Document segment:
────────────────

California’s recent rainfalls have been catastrophic for many. But some wine industry experts say there may be an unexpected silver lining: Heavy rains seem to have not only recharged drought-thirsty aquifers and water tables, but also flushed away, or leached, toxic vineyard salt deposits.
This is no small thing. Salts in soil contain important micronutrients, but some—like sodium, chloride and boron—carry a toxic punch if left to accumulate, a problem exacerbated by California’s recent droughts. It’s a spot of good news in an otherwise dreary California news cycle.
Growing Condition Impacts
Without leaching, toxic salt deposits infiltrate vines and their root systems. This directly impacts growing conditions and vineyard productivity. “Our harvest 2022 was off by between 20% to 30%,” says Jeff Newton, president and CEO of Coastal Vineyard Care Associates. The organization farms about 4,000 acres throughout Santa Barbara County. “One of the main reasons is that we just haven’t had the leaching that we’ve needed over the last several years.”
Salt-poisoned plants dehydrate, desiccate and even die. Leaves “burn,” or turn brown. Grape quality also suffers. “We have been in a very real drought these past few years, and with that, you get an accumulation of salt in the soils, which can impact the quality of the grapes,” says winemaker Ryan Prichard of Sonoma’s Three Sticks Wines. “These heavy rains help flush these salts out, and renew some of the life force in the soils.”
Not a Drop to Drink
Ironically, surface salt build-up can also contaminate ground and well water, resulting in salty irrigation water. “As our wells have been drawn down due to drought, we do end up irrigating with less quality water,” says Craig Ledbetter, vice president and partner at Vino Farms in Lodi. “Salt intrusion on the west side of Lodi is highly possible due to its location to the Delta, and its influence on ground water.”

────────────────

(Point localization data)
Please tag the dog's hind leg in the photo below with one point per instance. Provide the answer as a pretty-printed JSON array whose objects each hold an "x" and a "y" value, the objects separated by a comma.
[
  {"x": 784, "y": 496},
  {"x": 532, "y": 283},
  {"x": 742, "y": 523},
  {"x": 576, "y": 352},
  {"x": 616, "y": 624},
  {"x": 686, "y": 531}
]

────────────────

Exercise requirements:
1: Answer these questions about the vineyard salt article:
(a) Which salts in soil does the vineyard salt article say carry a toxic punch if left to accumulate?
(b) By how much was Coastal Vineyard Care Associates' 2022 harvest off, according to Jeff Newton?
(c) Where does Craig Ledbetter say salt intrusion is highly possible?
2: Can you output the part of the vineyard salt article between "California’s recent rainfalls" and "vineyard salt deposits.", inclusive, word for word?
The items have nothing to do with these tasks.

Answers to the exercises:
1:
(a) Sodium, chloride and boron.
(b) Between 20% and 30%.
(c) On the west side of Lodi.

2:
California’s recent rainfalls have been catastrophic for many. But some wine industry experts say there may be an unexpected silver lining: Heavy rains seem to have not only recharged drought-thirsty aquifers and water tables, but also flushed away, or leached, toxic vineyard salt deposits.